● DATASET EXTRACT

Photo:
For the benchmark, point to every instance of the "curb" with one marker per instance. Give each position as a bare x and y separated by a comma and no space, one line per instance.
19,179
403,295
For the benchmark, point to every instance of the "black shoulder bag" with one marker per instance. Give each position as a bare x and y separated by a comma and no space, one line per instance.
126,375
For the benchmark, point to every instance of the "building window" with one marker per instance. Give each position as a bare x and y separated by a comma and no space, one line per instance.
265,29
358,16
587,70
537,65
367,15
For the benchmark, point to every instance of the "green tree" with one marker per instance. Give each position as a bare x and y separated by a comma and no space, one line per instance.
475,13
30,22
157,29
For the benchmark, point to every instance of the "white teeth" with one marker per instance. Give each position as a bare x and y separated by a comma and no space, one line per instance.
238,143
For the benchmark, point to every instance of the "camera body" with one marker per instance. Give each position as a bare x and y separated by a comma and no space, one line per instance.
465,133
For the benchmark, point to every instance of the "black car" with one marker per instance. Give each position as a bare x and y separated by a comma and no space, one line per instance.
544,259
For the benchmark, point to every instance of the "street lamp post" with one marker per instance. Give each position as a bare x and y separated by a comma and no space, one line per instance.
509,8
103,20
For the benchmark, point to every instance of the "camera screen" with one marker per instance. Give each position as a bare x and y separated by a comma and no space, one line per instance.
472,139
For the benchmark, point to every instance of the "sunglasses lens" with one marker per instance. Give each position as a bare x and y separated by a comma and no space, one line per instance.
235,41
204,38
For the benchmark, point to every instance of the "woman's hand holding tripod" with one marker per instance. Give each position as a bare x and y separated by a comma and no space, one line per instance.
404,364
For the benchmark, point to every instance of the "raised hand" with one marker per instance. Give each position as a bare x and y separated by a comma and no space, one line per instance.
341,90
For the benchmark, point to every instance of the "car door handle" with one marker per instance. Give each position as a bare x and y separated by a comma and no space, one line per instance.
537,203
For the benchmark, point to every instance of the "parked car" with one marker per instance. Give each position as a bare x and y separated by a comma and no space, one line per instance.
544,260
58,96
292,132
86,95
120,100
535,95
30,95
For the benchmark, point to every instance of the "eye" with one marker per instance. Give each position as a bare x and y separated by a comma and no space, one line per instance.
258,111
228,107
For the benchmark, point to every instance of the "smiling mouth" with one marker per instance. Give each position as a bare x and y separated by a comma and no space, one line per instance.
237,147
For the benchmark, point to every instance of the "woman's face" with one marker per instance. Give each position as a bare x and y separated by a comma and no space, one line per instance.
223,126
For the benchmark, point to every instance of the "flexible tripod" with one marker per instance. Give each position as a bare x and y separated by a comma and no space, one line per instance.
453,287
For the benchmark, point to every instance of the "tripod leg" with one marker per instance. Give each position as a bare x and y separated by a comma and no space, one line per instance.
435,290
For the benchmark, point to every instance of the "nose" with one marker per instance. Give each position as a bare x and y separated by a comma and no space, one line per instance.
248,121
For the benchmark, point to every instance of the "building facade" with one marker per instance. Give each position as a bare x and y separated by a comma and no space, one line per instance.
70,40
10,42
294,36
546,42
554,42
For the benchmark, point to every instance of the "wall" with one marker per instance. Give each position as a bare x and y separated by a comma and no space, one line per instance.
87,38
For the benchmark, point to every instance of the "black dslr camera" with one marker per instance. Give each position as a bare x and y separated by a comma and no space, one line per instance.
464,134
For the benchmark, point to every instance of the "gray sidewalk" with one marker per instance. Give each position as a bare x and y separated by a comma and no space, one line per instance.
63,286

● STATED TASK
Please report each line in the entries above that contains the string "woman". Uppercase and lowercase letters must match.

● RESPONSE FOR THIS EXERCISE
For the benchmark, point to every instance of the "woman's hand holding tripod" with one marker per instance. Give each position as a bare x and y separated by a comma and no space, one line per instance.
For the benchmark, point to every instance of the "woman's face" with one marker per instance. Give each position as a bare x and y separated by a comma and no space, one line per instance.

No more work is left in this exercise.